Document extract -
========================================

But that’s a claim District 150 Social Emotional Learning Director Derrick Booth vehemently denies.

“This is completely false. I mean, it's just a completely false narrative, 100% false,” said Booth. “Right here at the Wraparound Center, there's OSF Strive — the trauma recovery program where there's therapists and caseworkers. Their fiscal year was October to October, so in the last fiscal year they had over 300 clients that they worked with for trauma recovery services.

“Family Core provide services here. They have office space here daily, and they have a respite program. That's where students come that are not having success in their traditional school environment, and the respite is a short-term stay. It's not a long-term placement, or they are not enrolled here, but they can step three days. Any day of the week, there's 3-10 students in the room, sometimes even more; their capacity during COVID is 15, and only a few days they've reached that capacity.”

Booth said other programs offered include a food pantry, substance abuse and mental health counseling, legal services, and job training.

“All of that takes place right here at the Wraparound Center, so that comment is just so far from any truth at all, to be honest with you, and it's unfortunate,” said Booth. “The overall goal of Social Emotional Learning is to establish relationships with students and provide them with the support services and resources that they need. We have done that, and continue to do that in a number of ways.”

Recently released State of Illinois public school report card figures show PPS with a 2021 chronic truancy rate of 54.6% and chronic absenteeism at 43.4%. Adkins-Dutro said that poses a problem as the district adheres to grade-level social promotion before high school.

“The district will say retention doesn't work, and we'll say, ‘You're right, retention doesn't work, but social promotion doesn't work either,” said Adkins-Dutro. “So when you're talking about absenteeism, it gets exacerbated when students are moved on and they haven't gotten, say, the fifth-grade skills they need in order to be successful in sixth grade.”

He said better alternative schooling options would help address the issue.

“The current superintendent has decimated the alternative schooling we did have,” Adkins-Dutro claimed. “Woodruff had, I believe, three or four different programs there that — poof — are gone. They have hired an outside entity to take on 50 elementary school students who are not being successful in the traditional setting.

“But we need real alternative schools with high-quality master teachers at all levels, and we need summer school. In addition to that, ironically, the district has gone in the opposite direction and they've gotten rid of almost all of that.”

But Kherat said Adkins-Dutro’s allegation is not accurate.

“We have more alternative programming and resources than ever before for our students. Almost all of it has been implemented since I came on board in 2015,” said Kherat. “For example, the number of options for alternative programming— we had zero for primary (school). There were no alternative options for primary. Now we have four alternative options for students in primary buildings.

“We have seven alternative options for students in middle school age, and then there are 10 alternatives, including the union president works in one of those alternative buildings. So tell me, I can guarantee you that you will not find another school district in the state of Illinois where you have all of these alternative options — 21 alternative options for individuals who just need a different setting in a different environment.”

Adkins-Dutro said improving teacher morale would lead to students getting a better education. The contract bargaining session begins in March.

========================================

Information -
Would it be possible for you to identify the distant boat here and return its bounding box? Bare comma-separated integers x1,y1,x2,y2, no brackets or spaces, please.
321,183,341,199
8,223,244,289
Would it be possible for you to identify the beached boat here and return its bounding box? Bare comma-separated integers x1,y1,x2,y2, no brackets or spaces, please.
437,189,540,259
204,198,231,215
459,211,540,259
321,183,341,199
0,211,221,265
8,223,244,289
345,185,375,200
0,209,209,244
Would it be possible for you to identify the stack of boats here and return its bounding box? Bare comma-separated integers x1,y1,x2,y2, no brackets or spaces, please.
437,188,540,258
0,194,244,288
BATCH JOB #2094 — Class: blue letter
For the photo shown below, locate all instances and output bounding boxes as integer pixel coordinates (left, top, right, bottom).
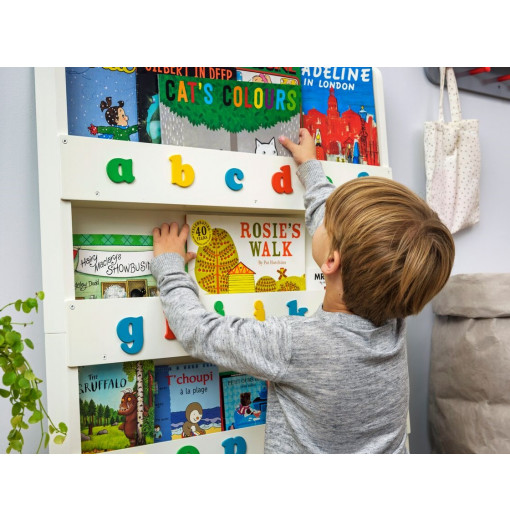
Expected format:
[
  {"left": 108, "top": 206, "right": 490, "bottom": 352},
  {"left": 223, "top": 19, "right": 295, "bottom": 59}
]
[
  {"left": 221, "top": 437, "right": 246, "bottom": 455},
  {"left": 117, "top": 317, "right": 143, "bottom": 355},
  {"left": 225, "top": 168, "right": 244, "bottom": 190}
]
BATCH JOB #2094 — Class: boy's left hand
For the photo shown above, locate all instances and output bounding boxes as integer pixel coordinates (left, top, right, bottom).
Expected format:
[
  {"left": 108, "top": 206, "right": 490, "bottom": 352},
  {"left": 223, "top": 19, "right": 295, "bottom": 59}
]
[{"left": 152, "top": 223, "right": 197, "bottom": 263}]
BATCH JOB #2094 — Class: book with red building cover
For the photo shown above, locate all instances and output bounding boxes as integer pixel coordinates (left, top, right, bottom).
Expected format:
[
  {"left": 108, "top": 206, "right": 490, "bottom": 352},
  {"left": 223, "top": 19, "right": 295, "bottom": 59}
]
[
  {"left": 186, "top": 210, "right": 306, "bottom": 294},
  {"left": 301, "top": 67, "right": 380, "bottom": 165}
]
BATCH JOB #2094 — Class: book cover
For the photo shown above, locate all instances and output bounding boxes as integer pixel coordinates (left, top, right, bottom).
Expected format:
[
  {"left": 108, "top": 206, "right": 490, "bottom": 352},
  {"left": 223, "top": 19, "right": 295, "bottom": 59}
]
[
  {"left": 167, "top": 363, "right": 221, "bottom": 439},
  {"left": 73, "top": 234, "right": 158, "bottom": 299},
  {"left": 78, "top": 360, "right": 154, "bottom": 453},
  {"left": 301, "top": 67, "right": 380, "bottom": 165},
  {"left": 65, "top": 67, "right": 138, "bottom": 141},
  {"left": 136, "top": 67, "right": 236, "bottom": 143},
  {"left": 159, "top": 68, "right": 301, "bottom": 156},
  {"left": 221, "top": 373, "right": 267, "bottom": 431},
  {"left": 154, "top": 365, "right": 172, "bottom": 442},
  {"left": 186, "top": 214, "right": 306, "bottom": 294}
]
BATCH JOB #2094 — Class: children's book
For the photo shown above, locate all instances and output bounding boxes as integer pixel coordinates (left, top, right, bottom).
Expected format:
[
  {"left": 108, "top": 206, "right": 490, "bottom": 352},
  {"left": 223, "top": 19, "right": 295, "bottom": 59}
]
[
  {"left": 65, "top": 67, "right": 138, "bottom": 141},
  {"left": 73, "top": 234, "right": 158, "bottom": 299},
  {"left": 186, "top": 214, "right": 306, "bottom": 294},
  {"left": 301, "top": 67, "right": 380, "bottom": 165},
  {"left": 136, "top": 67, "right": 236, "bottom": 143},
  {"left": 154, "top": 365, "right": 172, "bottom": 442},
  {"left": 78, "top": 360, "right": 154, "bottom": 453},
  {"left": 167, "top": 363, "right": 221, "bottom": 439},
  {"left": 220, "top": 372, "right": 267, "bottom": 431},
  {"left": 159, "top": 67, "right": 301, "bottom": 156}
]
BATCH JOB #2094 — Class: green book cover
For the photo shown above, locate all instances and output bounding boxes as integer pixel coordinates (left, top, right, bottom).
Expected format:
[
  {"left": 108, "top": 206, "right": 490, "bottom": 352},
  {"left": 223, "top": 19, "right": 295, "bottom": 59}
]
[
  {"left": 73, "top": 234, "right": 157, "bottom": 299},
  {"left": 78, "top": 360, "right": 155, "bottom": 453}
]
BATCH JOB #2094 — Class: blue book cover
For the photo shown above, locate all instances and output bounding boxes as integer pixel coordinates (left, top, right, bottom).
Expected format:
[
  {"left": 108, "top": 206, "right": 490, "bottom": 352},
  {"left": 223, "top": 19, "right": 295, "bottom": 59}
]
[
  {"left": 301, "top": 67, "right": 380, "bottom": 165},
  {"left": 167, "top": 363, "right": 221, "bottom": 439},
  {"left": 154, "top": 366, "right": 172, "bottom": 442},
  {"left": 221, "top": 374, "right": 267, "bottom": 430},
  {"left": 65, "top": 67, "right": 139, "bottom": 141}
]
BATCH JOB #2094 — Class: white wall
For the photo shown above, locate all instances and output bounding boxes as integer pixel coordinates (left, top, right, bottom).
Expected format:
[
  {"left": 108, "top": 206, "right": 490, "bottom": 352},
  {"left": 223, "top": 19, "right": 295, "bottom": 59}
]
[
  {"left": 0, "top": 67, "right": 510, "bottom": 453},
  {"left": 381, "top": 68, "right": 510, "bottom": 453},
  {"left": 0, "top": 67, "right": 47, "bottom": 454}
]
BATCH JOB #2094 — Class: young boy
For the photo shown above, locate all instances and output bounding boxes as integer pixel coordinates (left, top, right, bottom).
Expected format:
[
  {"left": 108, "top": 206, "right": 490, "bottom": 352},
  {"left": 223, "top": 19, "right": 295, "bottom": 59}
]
[{"left": 152, "top": 129, "right": 454, "bottom": 453}]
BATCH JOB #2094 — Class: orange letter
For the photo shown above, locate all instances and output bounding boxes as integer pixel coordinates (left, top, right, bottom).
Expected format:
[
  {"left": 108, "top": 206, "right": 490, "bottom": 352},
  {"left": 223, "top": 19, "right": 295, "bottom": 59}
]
[{"left": 168, "top": 154, "right": 195, "bottom": 187}]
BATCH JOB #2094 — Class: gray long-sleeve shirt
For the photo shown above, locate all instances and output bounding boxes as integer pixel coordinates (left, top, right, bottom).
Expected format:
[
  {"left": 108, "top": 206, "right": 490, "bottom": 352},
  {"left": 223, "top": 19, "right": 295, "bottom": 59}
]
[{"left": 151, "top": 160, "right": 409, "bottom": 453}]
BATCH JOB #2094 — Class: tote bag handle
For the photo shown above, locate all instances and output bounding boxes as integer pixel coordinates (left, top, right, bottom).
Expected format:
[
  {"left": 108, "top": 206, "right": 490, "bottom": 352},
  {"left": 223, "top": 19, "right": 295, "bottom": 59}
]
[{"left": 439, "top": 67, "right": 462, "bottom": 123}]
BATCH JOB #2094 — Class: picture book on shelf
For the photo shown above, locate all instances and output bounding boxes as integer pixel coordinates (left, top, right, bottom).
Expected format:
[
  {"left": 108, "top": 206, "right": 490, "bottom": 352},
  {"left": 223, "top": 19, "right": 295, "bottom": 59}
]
[
  {"left": 136, "top": 67, "right": 236, "bottom": 143},
  {"left": 159, "top": 67, "right": 301, "bottom": 156},
  {"left": 65, "top": 67, "right": 138, "bottom": 141},
  {"left": 163, "top": 363, "right": 221, "bottom": 439},
  {"left": 78, "top": 360, "right": 154, "bottom": 453},
  {"left": 220, "top": 372, "right": 267, "bottom": 431},
  {"left": 186, "top": 214, "right": 306, "bottom": 294},
  {"left": 154, "top": 365, "right": 172, "bottom": 442},
  {"left": 301, "top": 67, "right": 380, "bottom": 165},
  {"left": 73, "top": 234, "right": 158, "bottom": 299}
]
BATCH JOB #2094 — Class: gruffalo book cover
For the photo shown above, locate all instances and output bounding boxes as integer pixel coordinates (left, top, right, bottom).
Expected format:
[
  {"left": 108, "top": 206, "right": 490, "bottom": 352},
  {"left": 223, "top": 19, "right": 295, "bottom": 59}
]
[{"left": 78, "top": 360, "right": 154, "bottom": 453}]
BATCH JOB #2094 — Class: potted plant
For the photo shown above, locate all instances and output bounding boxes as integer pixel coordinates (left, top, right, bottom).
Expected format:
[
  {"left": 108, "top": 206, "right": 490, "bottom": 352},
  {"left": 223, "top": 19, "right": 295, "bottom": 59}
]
[{"left": 0, "top": 292, "right": 67, "bottom": 453}]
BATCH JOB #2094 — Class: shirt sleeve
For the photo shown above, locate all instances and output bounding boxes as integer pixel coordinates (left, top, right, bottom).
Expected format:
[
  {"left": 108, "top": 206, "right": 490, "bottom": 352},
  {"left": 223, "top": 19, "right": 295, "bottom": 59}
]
[
  {"left": 151, "top": 253, "right": 291, "bottom": 382},
  {"left": 297, "top": 156, "right": 336, "bottom": 236}
]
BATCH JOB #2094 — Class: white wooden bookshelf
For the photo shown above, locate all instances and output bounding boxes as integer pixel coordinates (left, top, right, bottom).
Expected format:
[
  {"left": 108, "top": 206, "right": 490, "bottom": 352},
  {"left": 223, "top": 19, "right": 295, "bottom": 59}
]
[{"left": 35, "top": 68, "right": 391, "bottom": 453}]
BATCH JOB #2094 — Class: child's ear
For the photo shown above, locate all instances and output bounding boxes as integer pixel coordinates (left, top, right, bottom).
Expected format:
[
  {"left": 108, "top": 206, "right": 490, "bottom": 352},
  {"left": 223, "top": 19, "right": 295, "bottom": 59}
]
[{"left": 321, "top": 250, "right": 341, "bottom": 275}]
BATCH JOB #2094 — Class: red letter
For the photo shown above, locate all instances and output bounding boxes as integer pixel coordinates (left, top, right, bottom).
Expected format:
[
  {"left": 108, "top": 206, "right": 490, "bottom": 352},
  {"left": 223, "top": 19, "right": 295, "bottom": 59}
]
[
  {"left": 271, "top": 165, "right": 293, "bottom": 194},
  {"left": 241, "top": 221, "right": 251, "bottom": 238}
]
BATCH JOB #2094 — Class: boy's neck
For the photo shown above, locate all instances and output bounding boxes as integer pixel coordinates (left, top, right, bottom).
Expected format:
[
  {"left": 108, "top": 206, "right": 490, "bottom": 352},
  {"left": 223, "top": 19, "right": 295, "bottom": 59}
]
[{"left": 322, "top": 276, "right": 352, "bottom": 314}]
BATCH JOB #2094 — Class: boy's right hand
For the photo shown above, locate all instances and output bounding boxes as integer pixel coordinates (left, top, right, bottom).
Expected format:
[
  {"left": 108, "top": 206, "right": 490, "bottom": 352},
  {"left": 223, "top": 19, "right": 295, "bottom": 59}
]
[{"left": 279, "top": 129, "right": 317, "bottom": 166}]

========================================

Instructions for the task -
Check each statement below against the article on the school district's support and alternative programs. Answer yes or no for each, and quote the exact words from the article that settle it.
1. The respite program is a long-term placement.
2. Kherat says there were once no alternative options for primary students.
3. The 2021 chronic truancy rate was 43.4%.

Expected output -
1. No: "the respite is a short-term stay. It's not a long-term placement"
2. Yes: "There were no alternative options for primary."
3. No: "a 2021 chronic truancy rate of 54.6%"